The request:
Change every "dot" in the records to "marker" and copy them out with everything else as it stands. Leave the pictures out of your copy.

Input for this task:
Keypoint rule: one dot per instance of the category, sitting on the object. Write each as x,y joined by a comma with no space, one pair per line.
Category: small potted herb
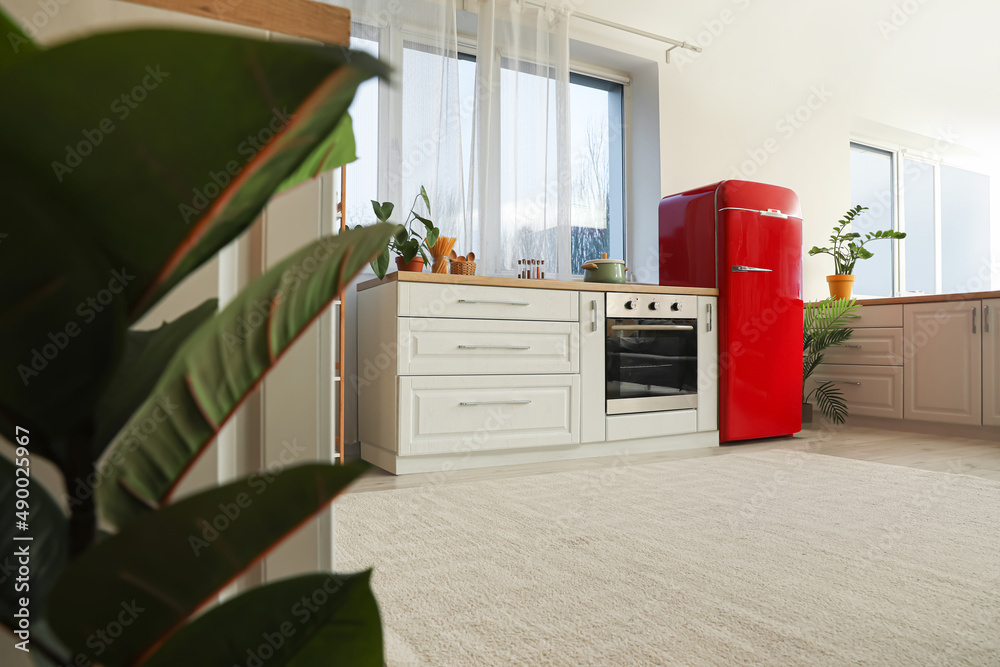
408,243
847,250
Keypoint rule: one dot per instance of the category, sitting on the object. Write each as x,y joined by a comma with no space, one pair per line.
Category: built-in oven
651,353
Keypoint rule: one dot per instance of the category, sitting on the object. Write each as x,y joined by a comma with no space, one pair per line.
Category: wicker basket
463,268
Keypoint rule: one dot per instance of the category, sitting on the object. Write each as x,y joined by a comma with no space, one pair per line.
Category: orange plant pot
416,264
841,286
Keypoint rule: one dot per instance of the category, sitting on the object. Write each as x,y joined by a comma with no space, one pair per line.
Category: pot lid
604,260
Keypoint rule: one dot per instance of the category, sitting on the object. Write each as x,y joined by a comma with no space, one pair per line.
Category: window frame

Answer to the task:
Keypoint rule: one marker per instance of the category, sitting on the object. Write each as x,y joined by a comma with no space, one pair per line.
Category: small potted herb
408,243
847,250
Keypoint rule: one marker per instance of the category, sitting on the object. Write each as x,y joined by a comma with no space, one pair per line.
Category: built-in oven
651,353
Keypoint rule: one marker per instance of the category, sitting on the object. Write each as x,y joined by a comma with no space, one pair per line.
Category: wicker basket
463,268
Keypoint rule: one marker per instance of the category, sitting on the object. Write each as x,y joined by a comma with no space, one pair per line.
Category: orange plant pot
416,264
841,286
Keypoint rule: one marker per instance of the category, sitting on the object. Write each as x,y joined by a comma with no space, one pair per line.
Category: pot lid
604,260
Keypoint rule: one marker per instance of the category, sitting on the object. Write each as x,y joined by a comma with no space, one pair per line.
Category: window frame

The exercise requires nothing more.